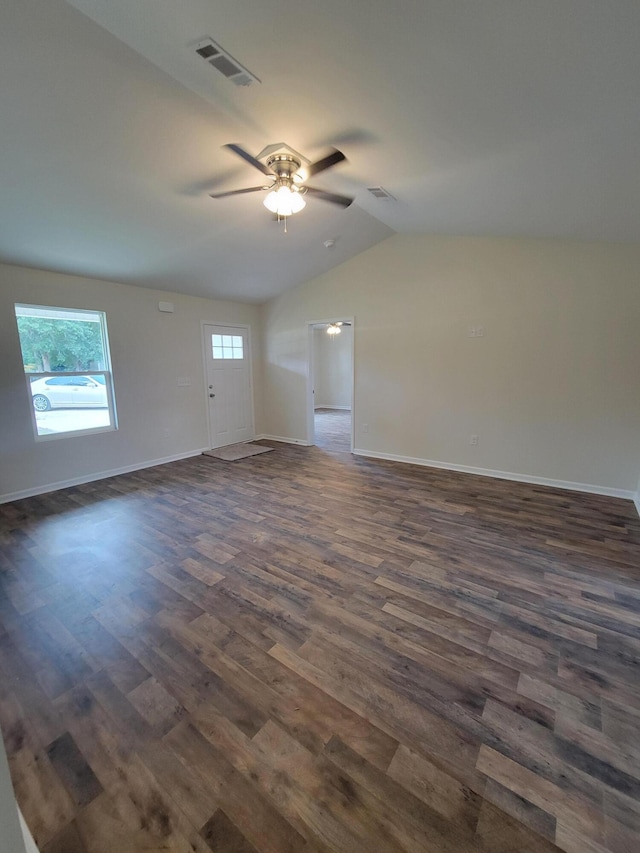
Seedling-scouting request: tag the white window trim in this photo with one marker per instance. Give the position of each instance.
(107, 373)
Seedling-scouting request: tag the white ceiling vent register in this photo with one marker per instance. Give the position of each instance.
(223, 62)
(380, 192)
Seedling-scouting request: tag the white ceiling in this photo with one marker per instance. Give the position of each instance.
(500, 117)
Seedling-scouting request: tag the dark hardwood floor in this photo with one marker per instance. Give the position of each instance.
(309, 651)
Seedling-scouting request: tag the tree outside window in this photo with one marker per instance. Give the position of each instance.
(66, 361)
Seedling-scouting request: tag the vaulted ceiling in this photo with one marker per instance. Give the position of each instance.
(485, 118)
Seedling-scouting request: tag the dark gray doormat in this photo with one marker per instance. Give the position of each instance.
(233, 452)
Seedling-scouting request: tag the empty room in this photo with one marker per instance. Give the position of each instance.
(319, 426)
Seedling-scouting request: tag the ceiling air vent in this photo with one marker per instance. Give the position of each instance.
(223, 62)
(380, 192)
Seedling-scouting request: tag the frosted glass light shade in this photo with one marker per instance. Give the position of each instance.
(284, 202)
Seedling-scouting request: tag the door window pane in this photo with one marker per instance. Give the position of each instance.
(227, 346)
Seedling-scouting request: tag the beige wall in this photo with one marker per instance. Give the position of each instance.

· · · ·

Write out word for word the lines above, from the one containing "Seedling-scouting request: tag the door" through the last line, including both.

Seedling-scouting request: tag the door window pane in this photo with one marker per instance. Give the position of each instance.
(227, 346)
Seedling-scouting request: tag the beige wall in this photo with one marker per instance. Give the position of each instance.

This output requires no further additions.